> [INSTRUCTION]: Can you carry on the forum thread about the newly arrived donkeys, picking up right after its final post?

> [TEXT FOR ANALYSIS]:
========================================

# My Donkeys Arrived Yesterday



## BrayJunction

Here is my first BackYard Herd.   I have chickens, but of course they don't exactly qualify as a "herd."  I have cared for these donkeys when their owners were on vacation, so I already knew them somewhat.  They are mom, dad, and son.  The jacks are gelded.  They are overweight but I hope to work on that.  So far they are friendly, easily groomed, and I've watched the farrier trim them at their previous home. They did very well for the farrier.  I am hoping to train one to drive.  Will try to get better pics soon.


----------



## jodief100

How fun!  Nice looking donkeys.  Enjoy them!


----------



## daisychick

Congrats!!!  They are cute!


----------



## aggieterpkatie

I love donkeys!!


----------



## Bunnylady

Oh, how cute! Congrats!

I hate to say it, but you may be stuck with those bulgy "pones" of fat on your donkeys. Donkeys are notorious for not losing them once they form. I knew a very elderly jenny that had a broken-over crest from all the fat, who had visible ribs at the same time. 

("Good with the farrier" is HUGE! Lucky you!)


----------



## terrilhb

They are so cute. I want one. Good luck with them.


----------



## PattySh

They are really cute. I bet you will have fun with them.


----------



## BrayJunction

Bunnylady said:
			
		

> I hate to say it, but you may be stuck with those bulgy "pones" of fat on your donkeys. Donkeys are notorious for not losing them once they form


Yes, I know that once "crestfallen" always crestfallen. It's too bad, but I hope to at least get them in better shape.  Thanks, everyone, for the nice comments!


----------



## BoonesBain

Hi!  Your post caught my attention because I just went and bought a donkey sight unseen.  It turns out that the pictures weren't fluff, he's obese.  I've heard that it's hard to get weight off of them, but I'm going to do my darndest to get my fella into shape.  He and I have been walking daily up and down the pasture hill, increasing the number of times we make the trip, daily.  I realize that I'm equally out of shape so were working on it together.  How wonderful of you to take on this trio.  You have a lovely herd!


----------



## BrayJunction

Thanks for the nice comment!  I'm 2 1/2 months into it and it's hard for me to say whether mine have lost weight because they came with winter coats. Now that their coats are sleek and shiny, of course they look a lot thinner.  Maybe I'll post some pics soon and everyone can be the judge.  Have fun with your new donkey!

========================================

> [PROVIDED RECORDS]:
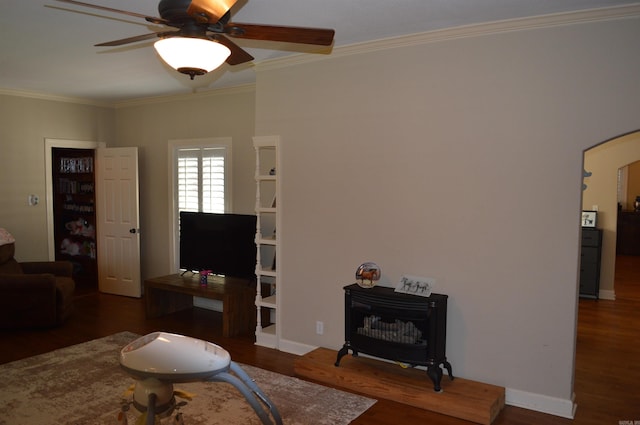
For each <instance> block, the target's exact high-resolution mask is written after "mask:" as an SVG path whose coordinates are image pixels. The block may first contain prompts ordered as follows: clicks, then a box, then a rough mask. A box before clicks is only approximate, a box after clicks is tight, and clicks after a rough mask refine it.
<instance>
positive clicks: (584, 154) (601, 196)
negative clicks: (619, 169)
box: [582, 131, 640, 300]
mask: <svg viewBox="0 0 640 425" xmlns="http://www.w3.org/2000/svg"><path fill="white" fill-rule="evenodd" d="M639 160H640V131H635V132H633V133H628V134H625V135H622V136H619V137H615V138H613V139H610V140H607V141H605V142H603V143H602V144H600V145H597V146H594V147H593V148H591V149H588V150H586V151H585V152H584V169H585V171H586V172H587V176H586V177H585V178H584V184H585V187H584V190H583V192H582V209H583V210H597V211H598V225H597V227H598V228H600V229H602V231H603V241H602V259H601V272H600V291H599V292H600V293H599V295H600V298H601V299H605V300H615V299H616V291H615V287H614V282H615V273H616V245H617V239H618V187H619V178H618V175H619V173H618V170H619V169H620V168H622V167H624V166H626V165H628V164H630V163H633V162H636V161H639ZM625 208H628V206H626V207H625Z"/></svg>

========================================

> [RESPONSE FOR THIS EXERCISE]:
----------



## manybirds

PulletPalace said:
			
		

> Here is my first BackYard Herd.   I have chickens, but of course they don't exactly qualify as a "herd."  I have cared for these donkeys when their owners were on vacation, so I already knew them somewhat.  They are mom, dad, and son.  The jacks are gelded.  They are overweight but I hope to work on that.  So far they are friendly, easily groomed, and I've watched the farrier trim them at their previous home. They did very well for the farrier.  I am hoping to train one to drive.  Will try to get better pics soon.
> 
> http://www.backyardherds.com/forum/uploads/912_1_8.jpg http://www.backyardherds.com/forum/uploads/912_1_18.jpghttp://www.backyardherds.com/forum/uploads/912_1_13.jpg


woah! that 2nd pic makes me relize why there called wild a$$'s (and i said that word meaning the donkey version therefore it was  no cussing moderators and young ears lol)


----------



## BrayJunction

Luckily they weren't wild a$$es when the farrier came last Saturday.  It was our first experience with hoof trimming with no assistance since we got our herd and we were really nervous about how things would go.  While we've worked hard to get our donkeys feeling comfortable with being haltered (yeh clicker training!) they still don't lead well.  So when the farrier offered to work on each donkey where he/she was currently tied up, we were relieved.  The biggest problem we had was when I left a gate open and one of the donks walked out the gate, through the barn door, and into the yard!  Thankfully he stood still while I got hold of his halter and led him back into the barn.  Phew!


----------



## GoatCrazyLady

How cute! Have fun and enjoy.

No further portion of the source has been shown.